- Data provided:
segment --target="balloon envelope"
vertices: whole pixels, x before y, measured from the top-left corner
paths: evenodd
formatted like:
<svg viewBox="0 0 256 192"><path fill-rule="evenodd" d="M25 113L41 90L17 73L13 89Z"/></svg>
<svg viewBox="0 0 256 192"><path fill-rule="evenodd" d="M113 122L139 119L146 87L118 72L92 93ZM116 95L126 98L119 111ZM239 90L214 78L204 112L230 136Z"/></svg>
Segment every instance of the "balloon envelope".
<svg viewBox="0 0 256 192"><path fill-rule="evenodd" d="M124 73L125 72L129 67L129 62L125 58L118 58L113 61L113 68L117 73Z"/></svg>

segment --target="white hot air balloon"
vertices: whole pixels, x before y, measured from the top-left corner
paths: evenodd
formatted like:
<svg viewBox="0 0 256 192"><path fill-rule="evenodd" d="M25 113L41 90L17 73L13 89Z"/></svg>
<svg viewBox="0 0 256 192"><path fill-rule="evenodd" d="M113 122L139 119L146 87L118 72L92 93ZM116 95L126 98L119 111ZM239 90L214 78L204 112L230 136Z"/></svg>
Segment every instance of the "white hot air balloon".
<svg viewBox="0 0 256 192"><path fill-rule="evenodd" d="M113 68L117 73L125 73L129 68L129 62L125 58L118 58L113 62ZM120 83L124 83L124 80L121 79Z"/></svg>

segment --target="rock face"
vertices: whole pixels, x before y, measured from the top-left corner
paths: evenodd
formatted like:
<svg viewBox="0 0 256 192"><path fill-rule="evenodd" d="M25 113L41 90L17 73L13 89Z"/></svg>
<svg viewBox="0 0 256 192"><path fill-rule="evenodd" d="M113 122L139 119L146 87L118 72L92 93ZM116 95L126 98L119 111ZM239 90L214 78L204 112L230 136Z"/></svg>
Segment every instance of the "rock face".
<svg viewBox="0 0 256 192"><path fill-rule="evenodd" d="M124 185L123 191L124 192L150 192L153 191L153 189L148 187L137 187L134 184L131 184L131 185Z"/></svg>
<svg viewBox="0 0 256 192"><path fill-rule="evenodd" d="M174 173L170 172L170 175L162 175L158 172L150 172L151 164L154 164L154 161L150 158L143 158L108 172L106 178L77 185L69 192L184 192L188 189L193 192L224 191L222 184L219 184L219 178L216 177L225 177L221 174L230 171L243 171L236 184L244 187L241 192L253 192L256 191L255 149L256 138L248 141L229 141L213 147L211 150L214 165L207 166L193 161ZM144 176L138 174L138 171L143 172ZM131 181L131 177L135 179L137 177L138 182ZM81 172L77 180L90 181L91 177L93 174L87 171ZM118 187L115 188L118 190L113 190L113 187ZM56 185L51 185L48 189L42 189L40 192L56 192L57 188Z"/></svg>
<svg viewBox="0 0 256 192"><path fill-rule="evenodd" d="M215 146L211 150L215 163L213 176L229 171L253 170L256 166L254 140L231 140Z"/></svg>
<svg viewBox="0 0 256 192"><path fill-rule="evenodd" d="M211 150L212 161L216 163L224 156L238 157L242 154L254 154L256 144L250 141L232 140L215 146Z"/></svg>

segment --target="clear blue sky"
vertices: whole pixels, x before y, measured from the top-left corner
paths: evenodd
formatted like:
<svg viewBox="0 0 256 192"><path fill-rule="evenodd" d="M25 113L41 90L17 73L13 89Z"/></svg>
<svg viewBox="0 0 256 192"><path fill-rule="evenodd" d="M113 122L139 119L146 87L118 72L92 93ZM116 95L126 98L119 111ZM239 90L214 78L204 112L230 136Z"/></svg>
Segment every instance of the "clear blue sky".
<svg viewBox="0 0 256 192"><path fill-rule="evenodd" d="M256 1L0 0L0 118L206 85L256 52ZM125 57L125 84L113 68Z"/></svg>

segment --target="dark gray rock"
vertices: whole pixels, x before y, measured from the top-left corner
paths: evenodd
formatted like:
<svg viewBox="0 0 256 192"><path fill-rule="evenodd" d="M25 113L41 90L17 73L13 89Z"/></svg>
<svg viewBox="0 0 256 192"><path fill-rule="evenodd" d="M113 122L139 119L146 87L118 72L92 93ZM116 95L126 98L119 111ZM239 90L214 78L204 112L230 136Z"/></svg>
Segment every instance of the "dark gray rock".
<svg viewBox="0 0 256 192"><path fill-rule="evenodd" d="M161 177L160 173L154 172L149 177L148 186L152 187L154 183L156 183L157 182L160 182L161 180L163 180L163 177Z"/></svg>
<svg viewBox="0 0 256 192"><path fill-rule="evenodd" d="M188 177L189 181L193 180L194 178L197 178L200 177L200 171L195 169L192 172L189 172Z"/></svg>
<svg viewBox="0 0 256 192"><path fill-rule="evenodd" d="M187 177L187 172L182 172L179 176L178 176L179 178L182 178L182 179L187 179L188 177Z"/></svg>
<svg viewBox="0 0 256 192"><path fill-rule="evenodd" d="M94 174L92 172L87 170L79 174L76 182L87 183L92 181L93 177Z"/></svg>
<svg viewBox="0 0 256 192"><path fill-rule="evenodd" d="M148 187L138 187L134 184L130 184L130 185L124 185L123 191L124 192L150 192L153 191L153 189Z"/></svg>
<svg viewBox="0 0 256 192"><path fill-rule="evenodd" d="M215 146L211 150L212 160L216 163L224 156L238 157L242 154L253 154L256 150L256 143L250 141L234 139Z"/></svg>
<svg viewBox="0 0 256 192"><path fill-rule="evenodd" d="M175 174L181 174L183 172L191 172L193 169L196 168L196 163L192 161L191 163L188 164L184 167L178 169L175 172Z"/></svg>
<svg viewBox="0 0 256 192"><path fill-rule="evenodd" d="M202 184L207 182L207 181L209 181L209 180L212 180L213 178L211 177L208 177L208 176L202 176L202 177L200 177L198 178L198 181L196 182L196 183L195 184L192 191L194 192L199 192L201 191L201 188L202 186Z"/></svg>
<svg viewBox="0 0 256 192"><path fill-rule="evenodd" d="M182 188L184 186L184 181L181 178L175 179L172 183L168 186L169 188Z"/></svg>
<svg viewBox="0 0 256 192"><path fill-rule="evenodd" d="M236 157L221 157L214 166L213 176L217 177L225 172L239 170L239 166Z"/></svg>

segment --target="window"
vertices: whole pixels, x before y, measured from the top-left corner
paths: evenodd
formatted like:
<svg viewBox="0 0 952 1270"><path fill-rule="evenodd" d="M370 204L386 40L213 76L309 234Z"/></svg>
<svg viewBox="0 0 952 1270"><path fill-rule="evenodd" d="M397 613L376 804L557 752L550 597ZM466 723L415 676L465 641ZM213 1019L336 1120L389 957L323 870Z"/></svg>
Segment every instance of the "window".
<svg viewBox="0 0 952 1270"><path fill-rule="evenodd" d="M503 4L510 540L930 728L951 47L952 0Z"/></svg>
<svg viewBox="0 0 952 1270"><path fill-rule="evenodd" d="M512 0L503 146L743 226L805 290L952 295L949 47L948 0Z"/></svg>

- Written request: Quote all of the entries exactly as they appear.

- Output:
segment --target="balloon envelope"
vertices: whole pixels, x before y, measured from the top-left corner
paths: evenodd
formatted like:
<svg viewBox="0 0 256 192"><path fill-rule="evenodd" d="M25 113L41 90L17 73L13 89Z"/></svg>
<svg viewBox="0 0 256 192"><path fill-rule="evenodd" d="M113 122L139 119L146 87L118 72L92 93ZM116 95L126 98L119 111ZM239 90L214 78L204 112L230 136Z"/></svg>
Segment every instance of the "balloon envelope".
<svg viewBox="0 0 256 192"><path fill-rule="evenodd" d="M124 73L125 72L129 67L129 62L125 58L118 58L113 61L113 68L117 73Z"/></svg>

segment --target="white hot air balloon"
vertices: whole pixels, x before y, measured from the top-left corner
paths: evenodd
formatted like:
<svg viewBox="0 0 256 192"><path fill-rule="evenodd" d="M25 113L41 90L17 73L13 89Z"/></svg>
<svg viewBox="0 0 256 192"><path fill-rule="evenodd" d="M113 122L139 119L146 87L118 72L92 93ZM116 95L126 98L119 111ZM239 90L214 78L204 112L230 136Z"/></svg>
Segment every instance of the "white hot air balloon".
<svg viewBox="0 0 256 192"><path fill-rule="evenodd" d="M113 68L117 73L125 73L129 68L129 62L125 58L118 58L113 62ZM120 83L124 83L124 80L121 79Z"/></svg>

segment --target="rock face"
vertices: whole pixels, x before y, measured from the top-left corner
paths: evenodd
formatted like:
<svg viewBox="0 0 256 192"><path fill-rule="evenodd" d="M25 113L41 90L17 73L13 89Z"/></svg>
<svg viewBox="0 0 256 192"><path fill-rule="evenodd" d="M113 122L139 119L146 87L118 72L92 93ZM116 95L126 98L119 111ZM239 90L214 78L204 112L230 136Z"/></svg>
Segment every instance of the "rock face".
<svg viewBox="0 0 256 192"><path fill-rule="evenodd" d="M124 185L123 191L124 192L150 192L153 191L153 189L148 187L137 187L134 184L131 184L131 185Z"/></svg>
<svg viewBox="0 0 256 192"><path fill-rule="evenodd" d="M174 173L170 172L170 175L162 175L158 172L150 172L151 164L154 164L154 161L150 158L143 158L108 172L106 178L77 185L69 192L184 192L188 189L193 192L224 191L222 184L219 184L219 178L216 177L225 177L221 174L230 171L243 171L236 184L244 187L241 192L253 192L256 191L255 149L256 138L248 141L229 141L213 147L211 150L214 165L207 166L193 161ZM144 176L138 174L138 171L143 172ZM131 181L131 177L135 179L137 177L138 182ZM81 172L77 180L90 181L91 177L93 174L87 171ZM118 187L115 188L118 190L113 190L113 187ZM56 185L51 185L48 189L42 189L40 192L56 192L57 188Z"/></svg>
<svg viewBox="0 0 256 192"><path fill-rule="evenodd" d="M215 146L211 150L215 163L213 176L229 171L253 170L256 166L254 140L231 140Z"/></svg>
<svg viewBox="0 0 256 192"><path fill-rule="evenodd" d="M211 150L212 161L216 163L224 156L238 157L242 154L254 154L256 144L250 141L232 140L215 146Z"/></svg>

segment --target="clear blue sky"
vertices: whole pixels, x before y, measured from the top-left corner
paths: evenodd
formatted like:
<svg viewBox="0 0 256 192"><path fill-rule="evenodd" d="M25 113L41 90L17 73L13 89Z"/></svg>
<svg viewBox="0 0 256 192"><path fill-rule="evenodd" d="M113 122L139 119L146 87L118 72L92 93ZM116 95L126 98L119 111ZM239 90L214 78L204 112L230 136Z"/></svg>
Segment every instance of the "clear blue sky".
<svg viewBox="0 0 256 192"><path fill-rule="evenodd" d="M256 1L0 0L0 118L206 85L256 52ZM125 57L125 84L113 68Z"/></svg>

segment --target="dark gray rock"
vertices: whole pixels, x before y, measured from the top-left corner
paths: evenodd
formatted like:
<svg viewBox="0 0 256 192"><path fill-rule="evenodd" d="M25 113L41 90L17 73L13 89Z"/></svg>
<svg viewBox="0 0 256 192"><path fill-rule="evenodd" d="M113 122L139 119L146 87L118 72L92 93ZM116 95L126 98L119 111ZM239 90L214 78L204 112L230 136Z"/></svg>
Segment every instance of the "dark gray rock".
<svg viewBox="0 0 256 192"><path fill-rule="evenodd" d="M161 177L160 173L154 172L149 177L148 186L152 187L154 183L156 183L157 182L160 182L161 180L163 180L163 177Z"/></svg>
<svg viewBox="0 0 256 192"><path fill-rule="evenodd" d="M188 177L189 181L193 180L194 178L197 178L200 177L200 171L195 169L192 172L189 172Z"/></svg>
<svg viewBox="0 0 256 192"><path fill-rule="evenodd" d="M187 177L187 172L182 172L179 176L178 176L179 178L182 178L182 179L187 179L188 177Z"/></svg>
<svg viewBox="0 0 256 192"><path fill-rule="evenodd" d="M94 174L92 172L87 170L79 174L76 182L87 183L92 181L93 177Z"/></svg>
<svg viewBox="0 0 256 192"><path fill-rule="evenodd" d="M148 187L138 187L134 184L130 184L130 185L124 185L123 191L124 192L150 192L153 191L153 189Z"/></svg>
<svg viewBox="0 0 256 192"><path fill-rule="evenodd" d="M215 146L211 150L212 160L216 163L224 156L238 157L242 154L253 154L256 150L256 143L250 141L234 139Z"/></svg>
<svg viewBox="0 0 256 192"><path fill-rule="evenodd" d="M175 174L181 174L183 172L191 172L193 169L196 168L196 163L192 161L191 163L188 164L184 167L178 169L175 172Z"/></svg>
<svg viewBox="0 0 256 192"><path fill-rule="evenodd" d="M202 184L207 182L207 181L209 181L209 180L212 180L213 178L211 177L208 177L208 176L202 176L202 177L200 177L198 178L198 181L196 182L196 183L195 184L192 191L194 192L199 192L201 191L201 188L202 186Z"/></svg>
<svg viewBox="0 0 256 192"><path fill-rule="evenodd" d="M182 188L184 186L184 181L181 178L175 179L172 183L168 186L169 188Z"/></svg>
<svg viewBox="0 0 256 192"><path fill-rule="evenodd" d="M236 157L221 157L214 166L213 176L217 177L225 172L239 170L239 166Z"/></svg>

segment --target="window"
vertices: whole pixels, x before y, measured from the top-left corner
paths: evenodd
formatted like:
<svg viewBox="0 0 952 1270"><path fill-rule="evenodd" d="M370 204L386 40L213 76L309 234Z"/></svg>
<svg viewBox="0 0 952 1270"><path fill-rule="evenodd" d="M397 613L376 804L557 752L550 597ZM466 723L415 676L465 641ZM213 1019L336 1120L389 957L323 870Z"/></svg>
Segment every instance of the "window".
<svg viewBox="0 0 952 1270"><path fill-rule="evenodd" d="M503 4L510 540L930 728L951 47L952 0Z"/></svg>
<svg viewBox="0 0 952 1270"><path fill-rule="evenodd" d="M512 0L503 146L743 226L805 290L952 295L949 47L948 0Z"/></svg>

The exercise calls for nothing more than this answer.